═══ Texto de estudio
En gran parte de Homo Lubitz se suceden los ambientes hipertecnificados, situados en el pulmón de una China futurista, y los personajes vagamente perfilados cuyos nombres apenas dejan entrever un lugar de pertenencia, un sentimiento de arraigo. Como si, acaso, ese mundo futuro tan inminente proyectase con toda su fuerza el progresivo desapego que mostramos sobre nuestras comunidades, rasgos propios e identidades diluidas en las comodidades de nuestros entornos digitales. Y que, precisamente por eso, buscan con tanto empeño una especie de imagen primigenia a la que agarrarse. En la que buscar sentido. Razón. Las palabras para armar una biografía. De ahí que el periplo de O’Hara refleje, en parte, el periplo de este último sujeto contemporáneo, atrapado en un marasmo de imágenes que apenas le devuelven fragmentos de un mundo. Rostros conocidos, lugares soñados (esa Venecia que el autor plantea como mausoleo para su personaje) o anhelos inalcanzables. Algo, digamos una luz, que ilumine entre tanta tiniebla.

A Ricardo Menéndez Salmón, como al último Don DeLillo, le interesa abordar en su obra las relaciones entre el arte contemporáneo y la realidad; la forma en la que uno habla de la otra, y viceversa. Cómo reproducen, a través de diferentes discursos, una versión de la realidad. Del mundo. En Homo Lubitz asistiremos a la filmación de la tragedia de Germanwings a cargo de un anciano David Cronenberg, convertido en personaje de ficción, precisamente, para dejar constancia del peso que la creación, el audiovisual o lo digital tienen ahora mismo en nuestra manera de percibir las cosas. Cómo absorbemos el horror, cómo lo recordamos y lo evocamos, haciéndonos partícipes de un desastre de gran magnitud por mucha distancia, geográfica o sentimental, que nos separe de él. De ahí que no sea descabellado sugerir que Homo Lubitz sea un viaje a las tinieblas en el que su protagonista persigue una imagen, la de un lugar remoto de otro tiempo, en busca, tal vez, de las respuestas necesarias para entender las imágenes que le persiguen a él mismo. La fascinación. El terror. El miedo a convertirse en protagonista de uno de esos accidentes.

Frente a El sistema, la anterior novela de Menéndez Salmón, Homo Lubitz prefiere limitarse a coquetear con la ciencia-ficción sin abordarla en profundidad, dejando que los temas, los ambientes, el aire de thriller elemental que envuelve por momentos el relato, evoquen ideas de mayor calado. Menos preocupadas por advertir la coyuntura de un futuro cercano, más conscientes de que otro futuro está ya sucediendo. Entre balances y tablas, aplicado con soluciones higiénicas y pragmatismo, empeñado en entender lo humano como otro constructo de nuestra cultura contemporánea. Como las criptomonedas, las píldoras para crear paraísos artificiales más duraderos o el skyline de cualquier Cosmópolis China. Empeñado en hacer de la sustancia humana algo tan maleable, tan moldeable, como las fluctuaciones bursátiles.
══════
* _Consigna_:
Traduce al inglés esta oración del texto sobre Homo Lubitz: «A Ricardo Menéndez Salmón, como al último Don DeLillo, le interesa abordar en su obra las relaciones entre el arte contemporáneo y la realidad; la forma en la que uno habla de la otra, y viceversa.»
═══ Datos de estudio
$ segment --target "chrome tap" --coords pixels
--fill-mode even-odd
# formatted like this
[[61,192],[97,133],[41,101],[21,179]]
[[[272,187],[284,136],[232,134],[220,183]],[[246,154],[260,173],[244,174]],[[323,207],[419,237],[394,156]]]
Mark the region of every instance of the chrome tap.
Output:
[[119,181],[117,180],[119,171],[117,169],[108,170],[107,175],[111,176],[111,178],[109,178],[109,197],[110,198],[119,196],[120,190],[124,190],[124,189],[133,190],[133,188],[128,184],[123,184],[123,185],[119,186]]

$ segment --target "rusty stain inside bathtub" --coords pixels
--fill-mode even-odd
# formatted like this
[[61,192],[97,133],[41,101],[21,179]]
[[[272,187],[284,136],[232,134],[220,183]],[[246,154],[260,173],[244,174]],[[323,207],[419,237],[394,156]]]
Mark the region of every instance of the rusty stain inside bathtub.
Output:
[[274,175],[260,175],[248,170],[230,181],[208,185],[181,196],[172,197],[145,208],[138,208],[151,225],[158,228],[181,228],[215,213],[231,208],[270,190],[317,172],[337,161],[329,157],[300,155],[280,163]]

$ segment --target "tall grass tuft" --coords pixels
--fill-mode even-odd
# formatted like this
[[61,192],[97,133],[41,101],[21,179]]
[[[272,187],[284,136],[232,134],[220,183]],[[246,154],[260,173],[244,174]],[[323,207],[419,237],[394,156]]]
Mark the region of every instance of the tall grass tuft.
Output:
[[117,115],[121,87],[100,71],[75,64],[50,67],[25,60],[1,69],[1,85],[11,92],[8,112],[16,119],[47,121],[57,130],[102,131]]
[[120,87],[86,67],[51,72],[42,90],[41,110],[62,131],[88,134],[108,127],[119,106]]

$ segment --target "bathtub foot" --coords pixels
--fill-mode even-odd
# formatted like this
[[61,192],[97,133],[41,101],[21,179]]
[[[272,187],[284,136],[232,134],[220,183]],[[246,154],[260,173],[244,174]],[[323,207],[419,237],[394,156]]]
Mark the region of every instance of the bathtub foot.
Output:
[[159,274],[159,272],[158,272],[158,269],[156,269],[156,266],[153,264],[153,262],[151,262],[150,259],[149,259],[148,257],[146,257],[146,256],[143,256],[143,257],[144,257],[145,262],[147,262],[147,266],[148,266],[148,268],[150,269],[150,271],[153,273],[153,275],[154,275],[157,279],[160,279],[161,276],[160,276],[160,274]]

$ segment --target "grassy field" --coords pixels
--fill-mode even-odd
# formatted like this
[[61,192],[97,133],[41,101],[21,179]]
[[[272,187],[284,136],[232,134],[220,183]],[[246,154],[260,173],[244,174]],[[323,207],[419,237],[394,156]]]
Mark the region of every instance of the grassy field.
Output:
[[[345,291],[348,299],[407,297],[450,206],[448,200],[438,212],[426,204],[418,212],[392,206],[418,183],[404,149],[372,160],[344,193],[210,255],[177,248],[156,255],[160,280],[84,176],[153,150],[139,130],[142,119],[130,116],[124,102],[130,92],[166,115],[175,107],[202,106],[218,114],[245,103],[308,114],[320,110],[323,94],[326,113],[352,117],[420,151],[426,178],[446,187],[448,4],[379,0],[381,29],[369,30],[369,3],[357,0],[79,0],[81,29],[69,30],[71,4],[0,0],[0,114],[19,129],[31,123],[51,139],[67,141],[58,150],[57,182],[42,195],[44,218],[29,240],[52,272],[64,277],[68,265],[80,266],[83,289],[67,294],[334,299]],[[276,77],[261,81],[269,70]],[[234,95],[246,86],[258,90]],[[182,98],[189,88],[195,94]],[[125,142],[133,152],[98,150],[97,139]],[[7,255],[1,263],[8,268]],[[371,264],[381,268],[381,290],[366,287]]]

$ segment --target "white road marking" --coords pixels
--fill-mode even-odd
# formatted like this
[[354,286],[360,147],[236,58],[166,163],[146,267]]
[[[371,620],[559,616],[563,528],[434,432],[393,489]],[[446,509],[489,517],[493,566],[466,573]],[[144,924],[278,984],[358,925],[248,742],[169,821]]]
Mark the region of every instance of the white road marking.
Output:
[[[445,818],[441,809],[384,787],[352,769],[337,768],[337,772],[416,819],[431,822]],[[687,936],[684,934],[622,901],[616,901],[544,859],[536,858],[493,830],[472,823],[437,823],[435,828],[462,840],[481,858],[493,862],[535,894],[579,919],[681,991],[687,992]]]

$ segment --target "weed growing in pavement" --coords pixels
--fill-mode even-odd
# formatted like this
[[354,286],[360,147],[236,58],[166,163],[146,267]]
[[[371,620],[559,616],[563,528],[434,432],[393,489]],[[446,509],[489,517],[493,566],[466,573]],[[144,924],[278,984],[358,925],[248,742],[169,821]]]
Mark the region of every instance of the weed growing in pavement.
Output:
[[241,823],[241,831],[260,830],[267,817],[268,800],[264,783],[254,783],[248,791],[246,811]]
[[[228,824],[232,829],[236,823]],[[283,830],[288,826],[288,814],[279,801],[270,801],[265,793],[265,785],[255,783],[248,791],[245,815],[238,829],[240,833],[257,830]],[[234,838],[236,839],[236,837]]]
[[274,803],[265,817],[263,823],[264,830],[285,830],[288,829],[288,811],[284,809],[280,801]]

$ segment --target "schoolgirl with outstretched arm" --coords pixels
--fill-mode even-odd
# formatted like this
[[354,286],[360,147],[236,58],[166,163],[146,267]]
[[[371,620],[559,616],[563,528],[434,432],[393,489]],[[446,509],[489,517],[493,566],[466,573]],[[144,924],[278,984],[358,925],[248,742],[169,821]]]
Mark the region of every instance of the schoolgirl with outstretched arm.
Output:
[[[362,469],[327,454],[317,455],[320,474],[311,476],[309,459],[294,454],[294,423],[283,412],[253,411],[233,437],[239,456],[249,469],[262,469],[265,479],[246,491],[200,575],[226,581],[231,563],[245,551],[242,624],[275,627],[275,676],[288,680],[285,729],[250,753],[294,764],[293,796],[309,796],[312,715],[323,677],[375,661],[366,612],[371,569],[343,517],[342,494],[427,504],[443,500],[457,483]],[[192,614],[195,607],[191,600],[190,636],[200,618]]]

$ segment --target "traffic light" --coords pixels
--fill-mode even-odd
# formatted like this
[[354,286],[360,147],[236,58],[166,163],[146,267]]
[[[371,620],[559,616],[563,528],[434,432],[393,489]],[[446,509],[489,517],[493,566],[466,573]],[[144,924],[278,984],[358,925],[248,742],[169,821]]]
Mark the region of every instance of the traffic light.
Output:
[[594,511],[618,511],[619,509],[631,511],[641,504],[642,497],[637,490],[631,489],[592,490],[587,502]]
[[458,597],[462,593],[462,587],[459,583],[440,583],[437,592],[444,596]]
══════
* _Ejercicio resuelto_:
Ricardo Menéndez Salmón, like late Don DeLillo, is interested in exploring in his work the relationship between contemporary art and reality; the way one speaks of the other, and vice versa.